(Data to use)

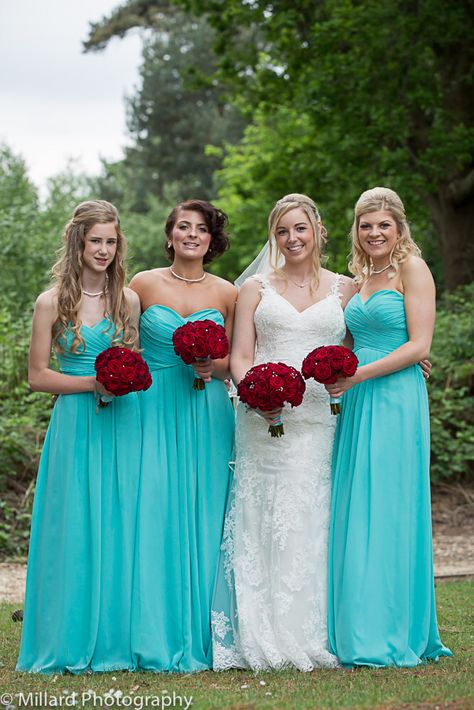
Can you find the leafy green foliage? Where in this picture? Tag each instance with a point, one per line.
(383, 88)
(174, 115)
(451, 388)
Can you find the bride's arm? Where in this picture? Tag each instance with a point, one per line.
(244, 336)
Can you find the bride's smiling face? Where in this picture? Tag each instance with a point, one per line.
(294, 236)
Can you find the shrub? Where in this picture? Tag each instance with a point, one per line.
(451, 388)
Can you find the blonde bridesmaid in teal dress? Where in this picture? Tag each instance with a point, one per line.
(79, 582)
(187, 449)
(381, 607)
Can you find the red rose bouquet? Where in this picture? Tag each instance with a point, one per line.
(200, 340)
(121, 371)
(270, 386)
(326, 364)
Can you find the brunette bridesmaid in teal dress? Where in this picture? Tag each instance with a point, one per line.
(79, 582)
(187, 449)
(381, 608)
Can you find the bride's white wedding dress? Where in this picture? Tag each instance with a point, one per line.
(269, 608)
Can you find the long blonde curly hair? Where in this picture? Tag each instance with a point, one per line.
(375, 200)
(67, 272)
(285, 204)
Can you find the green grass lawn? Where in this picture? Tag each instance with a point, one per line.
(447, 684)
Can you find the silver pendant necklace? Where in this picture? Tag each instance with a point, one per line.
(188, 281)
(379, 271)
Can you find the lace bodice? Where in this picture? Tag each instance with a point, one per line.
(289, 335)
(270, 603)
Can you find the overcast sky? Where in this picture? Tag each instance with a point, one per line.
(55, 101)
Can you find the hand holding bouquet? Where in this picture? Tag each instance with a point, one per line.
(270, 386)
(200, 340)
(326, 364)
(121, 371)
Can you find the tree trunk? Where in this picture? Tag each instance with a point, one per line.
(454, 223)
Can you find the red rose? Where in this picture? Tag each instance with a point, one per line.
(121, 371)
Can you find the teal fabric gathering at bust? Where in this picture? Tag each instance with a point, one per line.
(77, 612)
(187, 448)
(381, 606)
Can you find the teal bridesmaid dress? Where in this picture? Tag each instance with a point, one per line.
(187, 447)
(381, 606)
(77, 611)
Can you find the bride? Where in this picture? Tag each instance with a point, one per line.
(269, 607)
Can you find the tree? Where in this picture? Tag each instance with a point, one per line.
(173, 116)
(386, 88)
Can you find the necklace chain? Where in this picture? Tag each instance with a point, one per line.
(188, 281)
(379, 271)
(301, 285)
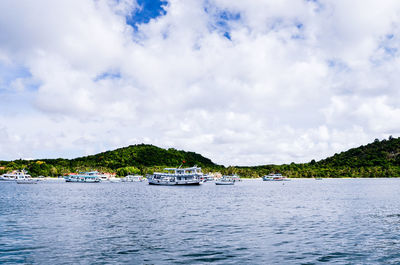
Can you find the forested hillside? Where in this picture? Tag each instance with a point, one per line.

(Set task)
All entries must be written out again exactly as given, with no pictures in the copy.

(Correct answer)
Can you find the leafy green foliage? Where in this picture? Tag each instance with a point, one per line.
(383, 88)
(174, 115)
(451, 388)
Can you find the bride's arm? Where in this picture? Tag each instance with a point, one per line.
(244, 336)
Can you find the bride's smiling face? Where in this picture? Tag each instance with a point, one per line.
(294, 236)
Can you find the shrub? Where in this picture? Tag each instance with a point, one per line.
(451, 388)
Can you find the blonde bridesmaid in teal dress? Where in this picture? Tag each instance with a point, one per line.
(79, 582)
(187, 449)
(381, 607)
Can you find the red rose bouquet? Where in this picture? Tag each instance with a point, one per line.
(200, 340)
(121, 371)
(270, 386)
(326, 364)
Can you find the brunette bridesmaid in teal dress? Where in this picture? Tag each instance with a point, one per line.
(79, 582)
(187, 449)
(381, 608)
Can you find the bride's white wedding dress? Where in this picture? Tag each instance with a point, one per line.
(269, 608)
Can you find the long blonde curly hair? Where in this picture? Tag each instance with a point, one per line.
(375, 200)
(67, 272)
(285, 204)
Can you find the green grass lawn? Where in this picture? Tag each instance with a point, one per line.
(447, 684)
Can you find the silver pendant necklace? Where in this picture? Tag each instance with a point, one per line.
(188, 281)
(379, 271)
Can you find the lace bodice? Where in this picture? Tag each instance with a point, one per line.
(289, 335)
(270, 603)
Can you find the overcast sky? Where in this picture? Tag each instance with a point, one per line.
(55, 101)
Can you find the hand holding bouquet? Where in this picture? Tag each instance with a point, one per line.
(270, 386)
(200, 340)
(326, 364)
(121, 371)
Can you find the tree trunk? Where in this picture? Tag each instance with a point, one per line.
(454, 223)
Can you find the red rose? Where in this picture? Tag each instance with a point, one per line.
(121, 371)
Can you find the teal fabric gathering at bust? Where in this picture? Tag each instance with a point, one per line.
(77, 612)
(187, 448)
(381, 606)
Can you find the teal bridesmaid dress? Where in this picture? Tag each instance with a point, one per line.
(187, 447)
(381, 606)
(77, 611)
Can you find the bride? Where in this picture? Tag each instance with a point, one per line.
(269, 607)
Can you find the tree? Where in this picture? Tag each instance with a point, one per line.
(173, 116)
(386, 88)
Can you find the necklace chain? Where in this picture? Tag each instance with a point, one per line.
(188, 281)
(379, 271)
(301, 285)
Can you find the forested hillside? Where in this picture? Tag each instance with a point, one per line.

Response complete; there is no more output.